- Text excerpt
City Council members promised, vowed and came just short of swearing oaths on holy books to convince residents that they would not use government's authority to forcibly purchase land to give it to a private owner.

"There are certain rules we will abide by," Mayor Oscar Goodman told the standing-room-only crowd. "This council, as long as I'm the mayor, will not take private property and give it to another private owner."

The extra 750 acres that could be added to the city's redevelopment area does not include any residences.

"We're just looking at commercial and industrial land in transitional areas," said Scott Adams, director of the Office of Business Development. And property owners that raise concerns have been and will be removed from the redevelopment area, he said.

After staff members and Goodman made clear that the council would not use eminent domain and that no residential property would be added to the redevelopment area, the packed City Council chambers began to empty.

The meeting showed a lingering uneasiness many residents in older parts of the city have about their local government.

Daniel Deegan, who lives in Rancho Manor which would be surrounded by redevelopment land under the proposed expansion, raised a specter: The city took land and gave it to the Stratosphere and Fremont Street Experience.

"The mayor before this believed in eminent domain, and the mayor after him could too," Deegan said. "It was a weak reassurance."

Deegan and others worried that community members will not have enough say about what could go up in their backyards.

"I'd like to see a clear direction of where they are heading," said Shondra Armstrong, president of the community group Save Ward 5. "Without a solid plan, it will be up to developers."

Councilman Lawrence Weekly had a section of West Las Vegas removed from the planned redevelopment expansion because of an outcry from residents.

Though the city has not used eminent domain for private development in more than 10 years, Weekly applauded the audience for making clear what a hot-button issue it continues to be. "In the future, when the guards of the gate change, things could be different," he said.

Land prices in downtown have increased eight- to 10- fold over the past decade, Adams said. He attributed some of that increase to the redevelopment agency.

The crowd came after 7,482 certified letters were sent, the result of a new rule requiring that everyone within 1,000 feet of a project be notified about a public meeting. But many in the audience were unsure whether their property would be inside the expanded redevelopment zone.

The city fielded about 400 calls about the expansion as of Wednesday morning.

The redevelopment agency was formed in 1986 to eliminate blight and spur economic development downtown. To do this, city officials use tax dollars to offer incentives to businesses. The incentives can be discounted land, tax rebates or other forms.

Adams said that no immediate projects were being planned for the area and that the boundaries could change.

The areas identified for inclusion were identified as blighted and as good candidates for the programs that the redevelopment agency offers, such as financing, fast-tracking projects through city bureaucracy and grants for aesthetic improvements to storefronts, officials said.

Critics argue that the incentives are mainly for big developers, and the smaller businesses, the ones who need help the most, often get short shrift.

"I see a lot of developers getting the cream off the top, and there's nothing for the community," said David Green, who lives outside the redevelopment expansion area but was mailed a notice on the proposal.

William Jones, pastor at New Life Christian Center who has had his church in the existing redevelopment area since 1994, was critical.

"Nothing is going on in our area," he said. "I think it's political, a thing for investors to make money."

But Adams pointed to the city's Visual Improvement Program, which provides grants for stores to fix up their facades. The agency has improved sidewalks and landscaping along roadways, he said.

The City Council unanimously voted to move forward with the plan.

- Boundary annotation records
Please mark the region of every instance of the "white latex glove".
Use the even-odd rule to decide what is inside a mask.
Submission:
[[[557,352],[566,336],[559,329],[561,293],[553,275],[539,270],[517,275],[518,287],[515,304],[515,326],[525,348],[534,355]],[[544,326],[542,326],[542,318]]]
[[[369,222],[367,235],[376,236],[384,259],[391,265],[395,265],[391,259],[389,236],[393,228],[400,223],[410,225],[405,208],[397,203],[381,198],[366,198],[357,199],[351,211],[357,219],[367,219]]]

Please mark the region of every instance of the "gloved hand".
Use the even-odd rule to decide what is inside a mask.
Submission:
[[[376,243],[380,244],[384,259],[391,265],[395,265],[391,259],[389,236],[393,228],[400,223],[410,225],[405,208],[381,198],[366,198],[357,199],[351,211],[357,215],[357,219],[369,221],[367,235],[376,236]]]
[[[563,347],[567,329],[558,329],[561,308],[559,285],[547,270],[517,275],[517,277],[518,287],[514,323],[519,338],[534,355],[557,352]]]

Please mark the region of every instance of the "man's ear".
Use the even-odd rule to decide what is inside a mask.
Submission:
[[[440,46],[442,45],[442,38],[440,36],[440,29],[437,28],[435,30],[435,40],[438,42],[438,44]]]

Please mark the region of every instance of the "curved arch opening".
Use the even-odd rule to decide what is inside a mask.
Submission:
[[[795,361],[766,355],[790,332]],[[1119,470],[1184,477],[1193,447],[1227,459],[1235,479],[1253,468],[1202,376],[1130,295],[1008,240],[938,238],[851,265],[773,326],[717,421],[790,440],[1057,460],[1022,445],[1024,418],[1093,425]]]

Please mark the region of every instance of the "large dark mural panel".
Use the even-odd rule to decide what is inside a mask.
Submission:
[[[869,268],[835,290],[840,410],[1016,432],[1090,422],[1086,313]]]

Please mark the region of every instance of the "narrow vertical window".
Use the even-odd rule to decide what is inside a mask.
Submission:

- Set of tasks
a) Please reproduce the redevelopment article from "Adams said that" to "1994, was critical.", changing "short shrift" to "little attention".
b) For each statement, answer yes or no according to the redevelopment article, and quote the words that decide it: (i) The redevelopment agency was formed in 1986. (ii) The extra acreage proposed for the redevelopment area includes some residences. (iii) The City Council was divided in its vote on the plan.

- In response
a)
Adams said that no immediate projects were being planned for the area and that the boundaries could change.

The areas identified for inclusion were identified as blighted and as good candidates for the programs that the redevelopment agency offers, such as financing, fast-tracking projects through city bureaucracy and grants for aesthetic improvements to storefronts, officials said.

Critics argue that the incentives are mainly for big developers, and the smaller businesses, the ones who need help the most, often get little attention.

"I see a lot of developers getting the cream off the top, and there's nothing for the community," said David Green, who lives outside the redevelopment expansion area but was mailed a notice on the proposal.

William Jones, pastor at New Life Christian Center who has had his church in the existing redevelopment area since 1994, was critical.

b)
(i) Yes: "The redevelopment agency was formed in 1986 to eliminate blight and spur economic development downtown."
(ii) No: "The extra 750 acres that could be added to the city's redevelopment area does not include any residences."
(iii) No: "The City Council unanimously voted to move forward with the plan."